**PROBLEMS TO SOLVE**
(a) Copy the part of the Medieval Nordic Text Archive article starting with "In addition to" and going on through "Medieval Nordic manuscripts.", keeping every word the same.
(b) Extend the article on the Medieval Nordic Text Archive past its last sentence.

= Medieval Nordic Text Archive =

Medieval Nordic Text Archive (Menota) is a network of leading Nordic archives, libraries and research departments working with medieval texts and manuscript facsimiles. The aim of Menota is to preserve and publish medieval texts in digital form and to adapt and develop encoding standards necessary for this work.

Menota was established in 2001 and at the time of writing (June 2015) it offers 20 texts with a total of approx. 1 million words. The texts are mostly rendered on the diplomatic level (i.e. following the manuscripts in most matters of orthography), while some also are rendered on a very close level, the facsimile level (rendering abbreviations as such and some allographic variation), and others also on a normalised level, in which the orthography corresponds to the one found in grammars and dictionaries and text series like Íslenzk fornrit.

In addition to the archive of texts, Menota also offers a handbook in XML text encoding, The Menota handbook. This is based on the Guidelines of the Text Encoding Initiative, and discusses a number of encoding questions relating to vernacular manuscripts. The handbook is published digitally on the Menota site, and it offers a full TEI-style Document Type Definition and a Relax NG schema for anyone who wants to encode Medieval Nordic manuscripts.

**GIVEN INFORMATION**
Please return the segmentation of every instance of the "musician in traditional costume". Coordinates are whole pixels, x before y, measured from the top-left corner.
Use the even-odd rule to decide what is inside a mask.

**EXPECTED OUTPUTS**
(a)
In addition to the archive of texts, Menota also offers a handbook in XML text encoding, The Menota handbook. This is based on the Guidelines of the Text Encoding Initiative, and discusses a number of encoding questions relating to vernacular manuscripts. The handbook is published digitally on the Menota site, and it offers a full TEI-style Document Type Definition and a Relax NG schema for anyone who wants to encode Medieval Nordic manuscripts.

(b)
Menota welcomes transcriptions of all kinds of Medieval Nordic primary sources, i.e. directly from the manuscript itself or a good facsimile of it, as long as the transcription has been proofread to an acceptable level and it is delivered in a valid XML file according to the schema available on the Menota site.

Menota follows the recommendations of the Medieval Unicode Font Initiative with respect to the encoding and display of special characters. On the normalised level of text rendering, all necessary characters will be found in the official part of the Unicode Standard, but some characters on a diplomatic level and several on a facsimile level can only be displayed by using characters in the Private Use Area of Unicode. MUFI offers several free or low-cost fonts for this use.

==Website==
- Medieval Nordic Text Archive.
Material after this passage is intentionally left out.